▶ _Exercise details_
Copy out every line of the records below, reproducing each one verbatim and in its original order.

--- START OF The records ---

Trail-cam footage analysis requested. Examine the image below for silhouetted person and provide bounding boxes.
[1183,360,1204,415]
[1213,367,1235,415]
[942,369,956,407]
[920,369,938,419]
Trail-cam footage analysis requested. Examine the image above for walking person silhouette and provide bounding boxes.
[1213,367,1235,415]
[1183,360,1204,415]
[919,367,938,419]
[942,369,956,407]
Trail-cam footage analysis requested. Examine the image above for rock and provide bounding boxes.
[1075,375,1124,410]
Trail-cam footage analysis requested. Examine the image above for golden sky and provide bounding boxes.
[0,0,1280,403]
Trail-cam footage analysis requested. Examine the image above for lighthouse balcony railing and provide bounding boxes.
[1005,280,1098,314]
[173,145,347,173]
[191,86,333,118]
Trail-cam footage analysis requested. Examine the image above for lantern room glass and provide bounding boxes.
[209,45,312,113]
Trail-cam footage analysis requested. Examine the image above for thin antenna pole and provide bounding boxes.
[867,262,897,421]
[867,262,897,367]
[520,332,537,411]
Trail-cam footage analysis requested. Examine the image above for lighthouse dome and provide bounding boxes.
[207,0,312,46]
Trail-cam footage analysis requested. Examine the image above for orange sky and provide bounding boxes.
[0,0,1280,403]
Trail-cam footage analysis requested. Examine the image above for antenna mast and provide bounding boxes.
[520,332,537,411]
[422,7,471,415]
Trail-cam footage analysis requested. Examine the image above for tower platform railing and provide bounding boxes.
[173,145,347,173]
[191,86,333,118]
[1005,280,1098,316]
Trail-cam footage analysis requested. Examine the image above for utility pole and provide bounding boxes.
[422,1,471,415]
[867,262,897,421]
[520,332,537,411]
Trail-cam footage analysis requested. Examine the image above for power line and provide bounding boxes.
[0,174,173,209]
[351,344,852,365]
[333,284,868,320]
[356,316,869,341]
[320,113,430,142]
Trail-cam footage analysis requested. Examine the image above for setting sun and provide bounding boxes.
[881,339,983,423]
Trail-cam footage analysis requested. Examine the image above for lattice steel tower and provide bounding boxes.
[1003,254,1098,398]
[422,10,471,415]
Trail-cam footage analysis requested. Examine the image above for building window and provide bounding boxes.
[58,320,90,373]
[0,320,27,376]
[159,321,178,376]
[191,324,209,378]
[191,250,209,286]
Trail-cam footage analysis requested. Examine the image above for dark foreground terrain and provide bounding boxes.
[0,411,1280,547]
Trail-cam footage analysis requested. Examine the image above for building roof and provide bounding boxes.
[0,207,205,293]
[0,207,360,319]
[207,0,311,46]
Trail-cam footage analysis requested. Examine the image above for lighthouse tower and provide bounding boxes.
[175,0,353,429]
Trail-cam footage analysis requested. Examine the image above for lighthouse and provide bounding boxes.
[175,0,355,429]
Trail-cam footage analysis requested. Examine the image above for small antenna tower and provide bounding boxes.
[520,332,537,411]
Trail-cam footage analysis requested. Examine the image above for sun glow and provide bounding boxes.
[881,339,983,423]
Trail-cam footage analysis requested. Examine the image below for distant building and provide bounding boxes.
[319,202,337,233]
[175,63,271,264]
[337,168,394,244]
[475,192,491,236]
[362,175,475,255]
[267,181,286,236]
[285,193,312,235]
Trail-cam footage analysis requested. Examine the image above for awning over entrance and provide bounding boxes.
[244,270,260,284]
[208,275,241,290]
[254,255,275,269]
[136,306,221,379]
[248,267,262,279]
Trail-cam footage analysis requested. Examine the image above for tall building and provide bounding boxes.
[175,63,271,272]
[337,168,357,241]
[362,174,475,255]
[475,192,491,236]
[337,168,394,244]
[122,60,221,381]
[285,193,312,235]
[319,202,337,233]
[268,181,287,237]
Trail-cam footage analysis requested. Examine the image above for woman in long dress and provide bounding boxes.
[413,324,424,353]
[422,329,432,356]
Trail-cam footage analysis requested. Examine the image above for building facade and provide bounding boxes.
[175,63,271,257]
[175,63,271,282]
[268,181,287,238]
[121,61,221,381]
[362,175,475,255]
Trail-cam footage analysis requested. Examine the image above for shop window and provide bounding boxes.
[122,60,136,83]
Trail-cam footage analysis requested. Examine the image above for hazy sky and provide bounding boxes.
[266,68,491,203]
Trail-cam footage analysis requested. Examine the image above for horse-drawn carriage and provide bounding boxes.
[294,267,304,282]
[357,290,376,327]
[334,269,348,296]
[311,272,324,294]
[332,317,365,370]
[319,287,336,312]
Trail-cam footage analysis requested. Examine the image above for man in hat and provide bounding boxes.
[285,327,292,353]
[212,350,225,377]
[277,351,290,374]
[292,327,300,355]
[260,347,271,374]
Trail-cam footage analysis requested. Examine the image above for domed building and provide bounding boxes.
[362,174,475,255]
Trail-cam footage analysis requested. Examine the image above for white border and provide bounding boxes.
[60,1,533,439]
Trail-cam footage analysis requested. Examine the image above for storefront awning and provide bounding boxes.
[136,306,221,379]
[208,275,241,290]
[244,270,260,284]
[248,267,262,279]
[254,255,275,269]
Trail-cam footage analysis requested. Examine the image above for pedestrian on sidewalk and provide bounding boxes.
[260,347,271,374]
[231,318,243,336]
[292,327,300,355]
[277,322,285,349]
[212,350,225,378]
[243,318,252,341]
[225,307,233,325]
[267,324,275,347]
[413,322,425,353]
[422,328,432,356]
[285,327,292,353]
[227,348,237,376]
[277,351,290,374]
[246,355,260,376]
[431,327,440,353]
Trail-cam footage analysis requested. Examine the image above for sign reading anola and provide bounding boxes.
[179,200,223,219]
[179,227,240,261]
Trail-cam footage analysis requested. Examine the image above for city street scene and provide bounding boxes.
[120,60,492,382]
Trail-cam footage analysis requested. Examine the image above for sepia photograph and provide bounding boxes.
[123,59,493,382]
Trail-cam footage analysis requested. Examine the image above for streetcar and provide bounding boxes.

--- END OF The records ---

▶ _Task solution_
Trail-cam footage analysis requested. Examine the image below for silhouetted person and provide bounding boxes.
[1183,360,1204,415]
[1213,367,1235,415]
[942,369,956,407]
[920,369,938,419]
Trail-cam footage analysis requested. Examine the image above for walking person silhouette and provide bounding boxes.
[1213,367,1235,415]
[1183,360,1204,415]
[919,367,938,419]
[942,369,956,407]
Trail-cam footage analysis requested. Examine the image above for rock and provide bounding boxes.
[1075,375,1124,410]
Trail-cam footage analysis requested. Examine the image above for golden sky and provide bounding boxes.
[0,0,1280,403]
Trail-cam footage analysis requested. Examine the image above for lighthouse balcony railing and provide bounding boxes.
[1005,280,1098,314]
[173,145,347,173]
[191,86,333,118]
Trail-cam footage analysis requested. Examine the image above for lantern room glass and provide bounding boxes.
[209,45,312,113]
Trail-cam footage analysis requested. Examine the image above for thin antenna pole and provide bounding boxes.
[867,262,897,421]
[867,262,897,367]
[520,332,537,411]
Trail-cam footage analysis requested. Examine the image above for lighthouse dome and provide bounding boxes.
[207,0,312,46]
Trail-cam footage analysis requested. Examine the image above for orange sky and provide bounding boxes.
[0,0,1280,403]
Trail-cam footage analysis requested. Examine the image above for antenna mast and provide bounding boxes.
[520,332,537,411]
[422,7,471,415]
Trail-cam footage analysis requested. Examine the image above for tower platform railing and provide bounding boxes.
[173,145,347,173]
[191,86,333,118]
[1005,280,1098,316]
Trail-cam footage analysis requested. Examine the image above for utility pole and provide bounding boxes.
[422,1,471,415]
[867,262,897,421]
[520,332,537,411]
Trail-cam footage analysis requested. Examine the image above for power line and provide bounding boxes.
[0,174,173,209]
[351,344,852,365]
[333,284,868,320]
[356,316,869,341]
[320,113,430,142]
Trail-cam footage analysis requested. Examine the image above for setting sun and provide bounding boxes.
[881,339,983,423]
Trail-cam footage analysis requested. Examine the image above for lattice steel tower and provide bounding boxes.
[1003,254,1098,398]
[422,10,471,415]
Trail-cam footage analysis requested. Examine the image above for building window and provide bounding boxes.
[58,320,90,373]
[0,320,27,376]
[159,321,178,376]
[191,324,209,378]
[191,250,209,286]
Trail-cam footage analysis requested. Examine the image above for dark foreground terrain and provide bounding boxes.
[0,411,1280,547]
Trail-cam footage analysis requested. Examine the image above for building roof and provide bounding boxes.
[0,207,205,293]
[0,207,360,319]
[207,0,311,46]
Trail-cam footage analysis requested. Examine the image above for lighthouse tower and provide bounding boxes.
[175,0,353,429]
Trail-cam footage analysis requested. Examine the image above for lighthouse and provide bounding boxes.
[175,0,355,429]
Trail-cam footage analysis requested. Examine the image above for small antenna tower and provide bounding boxes.
[520,332,537,411]
Trail-cam footage analysis requested. Examine the image above for sun glow and provide bounding boxes.
[881,339,983,423]
Trail-cam footage analysis requested. Examine the image below for distant building and provide bounding boxes.
[319,202,337,233]
[175,63,271,264]
[337,168,394,244]
[475,192,491,236]
[362,175,475,255]
[267,181,286,236]
[285,193,312,235]
Trail-cam footage analysis requested. Examine the image above for awning over entrance and provide bounding boxes.
[244,270,260,284]
[208,275,241,290]
[254,255,275,269]
[136,306,221,379]
[248,267,262,279]
Trail-cam footage analysis requested. Examine the image above for tall building and provide bounding boxes.
[175,63,271,272]
[337,168,357,241]
[362,174,475,255]
[475,192,491,236]
[337,168,394,244]
[122,60,221,381]
[285,193,312,235]
[319,202,337,233]
[268,181,287,237]
Trail-cam footage analysis requested. Examine the image above for woman in long dress and provide bounding boxes.
[413,324,424,353]
[422,329,432,356]
Trail-cam footage analysis requested. Examine the image above for building facade and provide bounding boxes.
[175,63,271,257]
[175,63,271,282]
[268,181,287,238]
[121,61,221,381]
[362,175,475,255]
Trail-cam footage analysis requested. Examine the image above for shop window and provide bounding boxes.
[122,60,136,83]
Trail-cam footage analysis requested. Examine the image above for hazy sky and provide bounding boxes.
[266,68,491,203]
Trail-cam footage analysis requested. Examine the image above for horse-drawn carriage and provide bounding boxes.
[294,267,304,282]
[357,290,376,327]
[334,269,348,296]
[311,272,324,294]
[332,317,365,370]
[319,287,336,312]
Trail-cam footage analysis requested. Examine the image above for man in hat and provide bounding boxes.
[285,327,292,353]
[212,350,225,377]
[277,351,290,374]
[292,327,300,355]
[260,347,271,374]
Trail-cam footage analysis requested. Examine the image above for domed building and provide bounding boxes.
[362,174,475,255]
Trail-cam footage analysis requested. Examine the image above for white border and provide bounding boxes.
[60,1,533,439]
Trail-cam footage analysis requested. Examine the image above for storefront awning and provide bounding boxes.
[136,306,221,379]
[208,275,241,290]
[244,270,260,284]
[248,267,262,279]
[254,255,275,269]
Trail-cam footage analysis requested. Examine the image above for pedestrian on sidewalk and provide bounding boxes.
[260,347,271,374]
[231,318,243,336]
[292,327,300,355]
[277,322,285,349]
[212,350,225,378]
[243,318,252,341]
[225,307,233,325]
[267,324,275,347]
[413,322,425,353]
[422,328,432,356]
[285,327,292,353]
[227,348,237,376]
[277,351,290,374]
[246,355,260,376]
[431,327,440,353]
Trail-cam footage analysis requested. Examine the image above for sign reading anola and provide bounding boxes.
[179,200,223,219]
[179,227,240,261]
Trail-cam footage analysis requested. Examine the image above for city street scene and provide bounding boxes.
[120,60,492,382]
Trail-cam footage analysis requested. Examine the image above for sepia photograph and provide bounding boxes.
[123,59,493,382]
Trail-cam footage analysis requested. Examine the image above for streetcar and provide bounding boxes.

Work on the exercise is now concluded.